- **Activity**: Copy out the data in full and exactly, passing over the pictures.
Data in this exercise section start
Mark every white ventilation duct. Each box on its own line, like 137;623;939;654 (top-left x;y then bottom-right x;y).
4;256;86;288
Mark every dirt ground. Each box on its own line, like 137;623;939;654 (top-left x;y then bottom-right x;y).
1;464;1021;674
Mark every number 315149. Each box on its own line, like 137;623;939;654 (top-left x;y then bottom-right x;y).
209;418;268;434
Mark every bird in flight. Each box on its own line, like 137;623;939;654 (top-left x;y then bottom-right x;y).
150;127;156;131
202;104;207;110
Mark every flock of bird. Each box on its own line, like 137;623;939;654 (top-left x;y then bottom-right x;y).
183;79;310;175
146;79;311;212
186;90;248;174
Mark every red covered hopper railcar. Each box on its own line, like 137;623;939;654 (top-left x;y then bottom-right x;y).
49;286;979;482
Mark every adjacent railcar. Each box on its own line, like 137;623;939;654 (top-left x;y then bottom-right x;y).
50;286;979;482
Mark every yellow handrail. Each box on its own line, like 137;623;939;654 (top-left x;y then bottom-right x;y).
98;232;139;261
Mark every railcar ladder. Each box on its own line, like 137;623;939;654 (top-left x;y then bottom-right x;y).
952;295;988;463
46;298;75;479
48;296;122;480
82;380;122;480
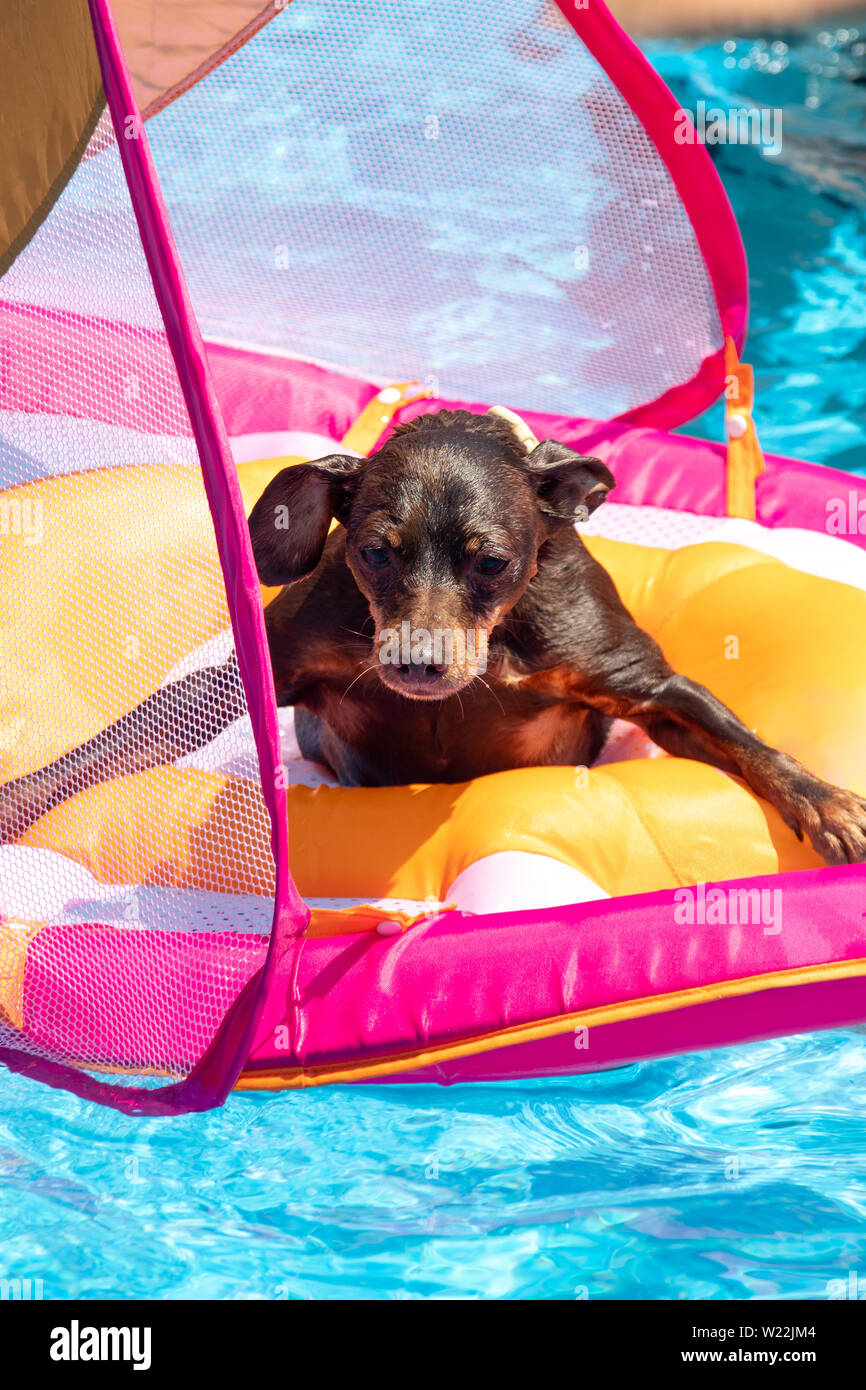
Data in this exercise section end
- **Response to the exercise**:
Mark every white ventilation duct. Each box on its own line, like 137;623;939;654 (top-left x;y then bottom-right x;y).
4;256;86;288
Mark every dirt ground. Each box on its own line, like 137;623;939;654 (top-left x;y then bottom-right x;y).
1;464;1021;674
Mark every number 315149. Each box on its own line, like 137;623;939;654 (top-left x;y then bottom-right x;y).
209;418;268;434
Mark every bird in flight. Each box on its own line, like 137;623;939;654 (top-left x;y then bottom-right x;y).
150;127;156;131
202;104;207;110
Mark every flock of bird. Each box on its own line, like 137;623;939;654 (top-left x;y then bottom-right x;y).
183;79;310;175
146;79;311;212
186;90;248;174
Mark every red covered hopper railcar. Each box on its own line, like 137;623;939;654 (top-left x;y then bottom-right x;y).
49;286;979;482
Mark every adjacent railcar. Each box on its own line, like 137;623;939;654 (top-left x;y then bottom-right x;y).
50;286;979;482
Mark every yellow handrail. Each box on its own line, like 137;623;939;654 (top-left x;y then bottom-right x;y).
98;232;139;261
Mark every railcar ladder. Each box on its own line, like 137;623;939;654 (top-left x;y then bottom-right x;y).
952;295;988;463
46;298;75;479
48;296;122;480
82;380;122;480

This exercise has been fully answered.